PASSAGE SHOWN
---

Company profits, not wages, have driven the soaring inflation in Australia, an analysis from the Australia Institute has found.
The thinktank has released evidence of what it calls a “profit price spiral”, arguing big business earnings account for 69% of the inflation that is above the reserve bank’s target range of 2-3%.
The Reserve Bank of Australia and its governor, Philip Lowe, have been warning of a “wage-price spiral”, when price rises cause wages to increase which in turn causes further price rises, which was an issue of the 1970s stagflation period.
However Jim Stanford, from the Australia Institute’s Centre for Future Work, has examined post-pandemic price rises and company profits and compared them to wage increases.
Australia is in the midst of a supply side inflation shock, with price increases being driven by breaks in supply chains because of the pandemic and natural disasters, as well as energy supply disruption due to Russia’s invasion of Ukraine. But companies have posted profits over and above those increases.
At a parliamentary hearing on Friday, Lowe admitted the central bank’s models that guide its responses were “not well suited for supply shocks”.
Increases in labour costs account for just 18% of the inflation above what the RBA wants to see before it eases interest rate increases. The most recent GDP data shows Australian businesses increased prices by a total of $160bn a year above taxes, labour and other costs.
Stanford says the evidence shows the additional billions of dollars in company profits have led the soaring inflation Australia is experiencing.
And that without those profit gains, inflation since the pandemic would have risen much more slowly, at just 2.7%.
Stanford says the research shows company profits, not workers’ wages, are the culprit for Australia’s inflation issues and that the RBA and government should be focusing on those rather than targeting workers through rising interest rates and low wage growth.
“We’ve been told a story that workers need to restrict wage growth and accept a permanent reduction in living standards in order to fix inflation,” he said.
“This evidence shows that’s an economic fairytale.
“ABS data shows that without excess price hikes through the pandemic, inflation would likely be within the RBA target band, and hence there would be no need for the nine extreme, back-to-back interest rate rises that are crushing households and mortgage holders, fuelling the cost of living crisis.”
The most recent wage data, released this week, showed workers experienced the biggest reduction in real wages since records began – with wages growing over the year by just 3.3% while inflation sits at 7.8%.
Lowe and the RBA board have warned more interest rate rises will be coming, as it seeks to bring inflation back down.
Some of Australia’s major companies have recently reported record-breaking profits, with Woolworths posting a 25% increase, Coles recording a 11% rise and the Commonwealth bank reporting a 9% lift ($5.1bn profit) for the six months to December.
Qantas on Thursday delivered a record $1.43bn half-year profit.

---

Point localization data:
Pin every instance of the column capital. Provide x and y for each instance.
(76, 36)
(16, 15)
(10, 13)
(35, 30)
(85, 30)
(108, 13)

---

INSTRUCTIONS
1/ Write out the stretch of the inflation article from "Lowe and the" through "record $1.43bn half-year profit.".
2/ In the inflation article, turn the paragraph starting "Some of Australia's major companies" into a short list that keeps its main facts.
3/ According to the inflation article, what share of inflation above the reserve bank's target range does the thinktank attribute to big business earnings?

SOLVED PROBLEMS
1/
Lowe and the RBA board have warned more interest rate rises will be coming, as it seeks to bring inflation back down.
Some of Australia’s major companies have recently reported record-breaking profits, with Woolworths posting a 25% increase, Coles recording a 11% rise and the Commonwealth bank reporting a 9% lift ($5.1bn profit) for the six months to December.
Qantas on Thursday delivered a record $1.43bn half-year profit.

2/
Record profits for the six months to December:
- Woolworths: up 25%
- Coles: up 11%
- Commonwealth Bank: up 9% ($5.1bn profit)

3/ 69%